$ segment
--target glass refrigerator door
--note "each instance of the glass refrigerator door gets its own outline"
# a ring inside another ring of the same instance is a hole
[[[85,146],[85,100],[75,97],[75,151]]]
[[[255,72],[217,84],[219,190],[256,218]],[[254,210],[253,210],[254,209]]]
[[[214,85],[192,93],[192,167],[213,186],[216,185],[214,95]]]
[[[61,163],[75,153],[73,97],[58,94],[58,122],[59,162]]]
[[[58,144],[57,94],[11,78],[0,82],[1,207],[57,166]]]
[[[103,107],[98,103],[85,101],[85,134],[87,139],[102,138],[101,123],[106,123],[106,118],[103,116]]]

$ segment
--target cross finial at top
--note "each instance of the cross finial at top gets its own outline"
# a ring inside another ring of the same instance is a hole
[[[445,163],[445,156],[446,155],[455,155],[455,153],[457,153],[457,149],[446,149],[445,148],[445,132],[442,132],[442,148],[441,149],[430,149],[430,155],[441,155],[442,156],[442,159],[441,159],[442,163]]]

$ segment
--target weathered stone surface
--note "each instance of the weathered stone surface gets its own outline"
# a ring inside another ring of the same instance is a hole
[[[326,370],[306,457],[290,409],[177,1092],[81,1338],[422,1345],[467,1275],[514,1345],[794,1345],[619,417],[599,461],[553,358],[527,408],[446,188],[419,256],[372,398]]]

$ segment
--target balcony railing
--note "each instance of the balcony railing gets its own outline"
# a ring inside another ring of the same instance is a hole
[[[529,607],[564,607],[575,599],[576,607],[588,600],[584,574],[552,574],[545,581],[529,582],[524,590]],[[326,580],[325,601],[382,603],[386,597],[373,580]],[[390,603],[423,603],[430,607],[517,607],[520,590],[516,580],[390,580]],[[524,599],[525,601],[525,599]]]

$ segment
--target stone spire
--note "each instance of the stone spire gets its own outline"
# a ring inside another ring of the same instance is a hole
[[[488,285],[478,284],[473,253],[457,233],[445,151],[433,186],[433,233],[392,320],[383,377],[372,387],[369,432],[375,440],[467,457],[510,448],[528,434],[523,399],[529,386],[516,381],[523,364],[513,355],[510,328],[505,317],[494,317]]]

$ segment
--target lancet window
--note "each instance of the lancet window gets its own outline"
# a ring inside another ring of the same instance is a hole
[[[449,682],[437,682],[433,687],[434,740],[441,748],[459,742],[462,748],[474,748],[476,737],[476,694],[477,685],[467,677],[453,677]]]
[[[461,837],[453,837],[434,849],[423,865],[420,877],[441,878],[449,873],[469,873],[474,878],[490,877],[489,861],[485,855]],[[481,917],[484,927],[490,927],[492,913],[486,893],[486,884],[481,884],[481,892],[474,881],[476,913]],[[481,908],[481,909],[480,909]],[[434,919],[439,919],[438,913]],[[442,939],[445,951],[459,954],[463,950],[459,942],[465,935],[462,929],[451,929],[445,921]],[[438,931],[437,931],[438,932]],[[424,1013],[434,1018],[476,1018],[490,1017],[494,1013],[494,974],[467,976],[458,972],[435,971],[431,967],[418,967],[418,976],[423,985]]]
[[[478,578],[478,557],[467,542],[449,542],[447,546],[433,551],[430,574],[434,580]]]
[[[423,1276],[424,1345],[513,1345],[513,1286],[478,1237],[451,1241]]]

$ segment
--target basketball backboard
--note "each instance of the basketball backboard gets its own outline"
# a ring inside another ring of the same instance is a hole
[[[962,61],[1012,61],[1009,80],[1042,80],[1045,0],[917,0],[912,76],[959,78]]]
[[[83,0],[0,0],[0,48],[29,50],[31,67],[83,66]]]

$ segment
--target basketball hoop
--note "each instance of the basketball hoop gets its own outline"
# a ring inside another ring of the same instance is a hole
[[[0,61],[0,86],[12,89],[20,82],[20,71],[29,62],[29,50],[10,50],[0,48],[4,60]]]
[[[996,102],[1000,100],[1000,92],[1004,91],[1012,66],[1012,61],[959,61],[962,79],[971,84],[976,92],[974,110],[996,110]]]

^^^^

Starting at the beginning of the records and ending at the line that contains "[[[85,146],[85,100],[75,97],[75,151]]]", write all of those lines out again, requests included, and scale every polygon coordinate in the answers by 2.5, rounding to whole numbers with halves going up.

$ segment
--target glass refrigerator door
--note "each instance of the glass refrigerator door gets its own outline"
# a ring inside another ring of the same instance is a hole
[[[213,365],[213,250],[188,243],[188,378]]]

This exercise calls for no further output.